Posted: Wed Oct 11, 2006 6:57 am
by S is for Summer
I figured we could use a new thread for the second assignment, as people trickle from 1 to 2.

I'm still trickling. But can I count it as productive that I've posted this?

...yeah, I didn't think so.

Posted: Thu Oct 12, 2006 11:57 am
by Nora Volkova
Some movies to play around with -- some good, some utter crap, but all comment a) on the nature or mutability of reality and/or b) how to control the ways in which other people perceive it:

La Vita est Bella
Blair Witch 2: Book of Shadows
An Occurrence at Owl Creek Bridge
Jacob's Ladder
Heavenly Creatures
Lost Highway
1984
A Scanner, Darkly
Freejack
The Sixth Day
The Trip
Cube 2: Hypercube
What Dreams May Come
Memento
Rashomon
American Psycho
Secret Window
Picnic at Hanging Rock
The Truman Show
Fight Club
Swimming Pool
The Butterfly Effect
Gaslight
Wag the Dog
S1m0ne
Being John Malkovich
Adaptation
Matchstick Men
Looker
Identity
Solaris
Megazone23
Matrix trilogy
A Beautiful Mind
eXisteNz
Eternal Sunshine of the Spotless Mind
Donnie Darko



For a similar list of type A movies, see this link:

http://en.wikipedia.org/wiki/Mindfuck

Posted: Thu Oct 12, 2006 2:17 pm
by taiya
Some of mine are:

Tlön, Uqbar, Orbis Tertius - a short story by Jorge Luis Borges.
The number of the beast - Robert Heinlein
Pinnochio
Who framed Roger Rabbit
Blade runner - the directors cut. It's amazing how that little unicorn changes the whole story.
Pretty much anything by William Gibson.

As for the maternal instinct, I think I'm siding pretty strongly with myth, but somehow that seems controversial...

Posted: Thu Oct 12, 2006 2:30 pm
by Nora Volkova
taiya wrote:Some of mine are:


The number of the beast - Robert Heinlein

Oh, goodness, did I want to be Deety for a while.

Posted: Thu Oct 12, 2006 2:38 pm
by taiya
Deety is great. I never managed to get a Ph.d but I was almost tempted to try, just so I could be like her.

I just googled Number of the Beast and am surprised at how many people hated it. It definitely had a strange porn aspect to it, but I loved the female characters and the idea of being able to transport oneself into any work of fiction one could think of. Now where is my Captain John Carter when I need him?

Posted: Thu Oct 12, 2006 3:02 pm
by iamcool
the butterfly effect is awesome!!! ashton kuchters new film is good too

i no its unneccessary but w/e :wink:

Posted: Thu Oct 12, 2006 6:20 pm
by S is for Summer
How about:
-What Dreams May Come
-The Sixth Sense
-Harvey (never actually seen it, just know that James Stuart has an imaginary talking rabbit friend.)

GIVEN REQUEST: Print the forum thread above word for word, from "As for the maternal" up to and including "for a while.".

Some items:

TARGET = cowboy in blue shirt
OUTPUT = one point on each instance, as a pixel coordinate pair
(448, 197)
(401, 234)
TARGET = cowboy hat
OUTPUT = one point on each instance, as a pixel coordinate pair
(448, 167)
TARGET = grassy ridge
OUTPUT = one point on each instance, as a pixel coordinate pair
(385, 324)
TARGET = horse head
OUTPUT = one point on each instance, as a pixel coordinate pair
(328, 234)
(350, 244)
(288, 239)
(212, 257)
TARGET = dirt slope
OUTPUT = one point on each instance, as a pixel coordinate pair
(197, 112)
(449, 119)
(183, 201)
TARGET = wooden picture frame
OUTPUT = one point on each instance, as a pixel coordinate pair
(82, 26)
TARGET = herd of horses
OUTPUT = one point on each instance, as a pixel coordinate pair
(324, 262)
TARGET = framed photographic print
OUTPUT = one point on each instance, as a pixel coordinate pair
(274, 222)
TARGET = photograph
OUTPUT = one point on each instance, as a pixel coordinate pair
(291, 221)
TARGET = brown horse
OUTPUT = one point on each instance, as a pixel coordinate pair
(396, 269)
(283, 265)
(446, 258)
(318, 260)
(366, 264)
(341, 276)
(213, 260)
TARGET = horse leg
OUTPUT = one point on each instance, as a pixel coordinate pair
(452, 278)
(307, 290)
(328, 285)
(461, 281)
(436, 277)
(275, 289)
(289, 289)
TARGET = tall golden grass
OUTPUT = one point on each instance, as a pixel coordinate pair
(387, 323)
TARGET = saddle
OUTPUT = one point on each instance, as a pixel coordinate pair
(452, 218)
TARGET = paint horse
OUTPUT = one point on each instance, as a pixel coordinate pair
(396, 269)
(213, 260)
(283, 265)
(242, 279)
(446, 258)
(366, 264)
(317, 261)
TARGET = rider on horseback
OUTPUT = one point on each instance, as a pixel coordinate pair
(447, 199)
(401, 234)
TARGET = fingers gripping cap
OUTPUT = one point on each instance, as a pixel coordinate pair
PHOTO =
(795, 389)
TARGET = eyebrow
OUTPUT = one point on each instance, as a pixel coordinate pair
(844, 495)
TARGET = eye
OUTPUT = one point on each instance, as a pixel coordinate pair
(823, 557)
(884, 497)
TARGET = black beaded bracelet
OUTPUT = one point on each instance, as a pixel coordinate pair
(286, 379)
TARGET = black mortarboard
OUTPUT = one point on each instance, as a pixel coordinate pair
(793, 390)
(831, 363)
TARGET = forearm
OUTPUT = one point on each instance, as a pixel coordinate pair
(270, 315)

WRITTEN SOLUTION:
As for the maternal instinct, I think I'm siding pretty strongly with myth, but somehow that seems controversial...

Posted: Thu Oct 12, 2006 2:30 pm
by Nora Volkova
taiya wrote:Some of mine are:


The number of the beast - Robert Heinlein

Oh, goodness, did I want to be Deety for a while.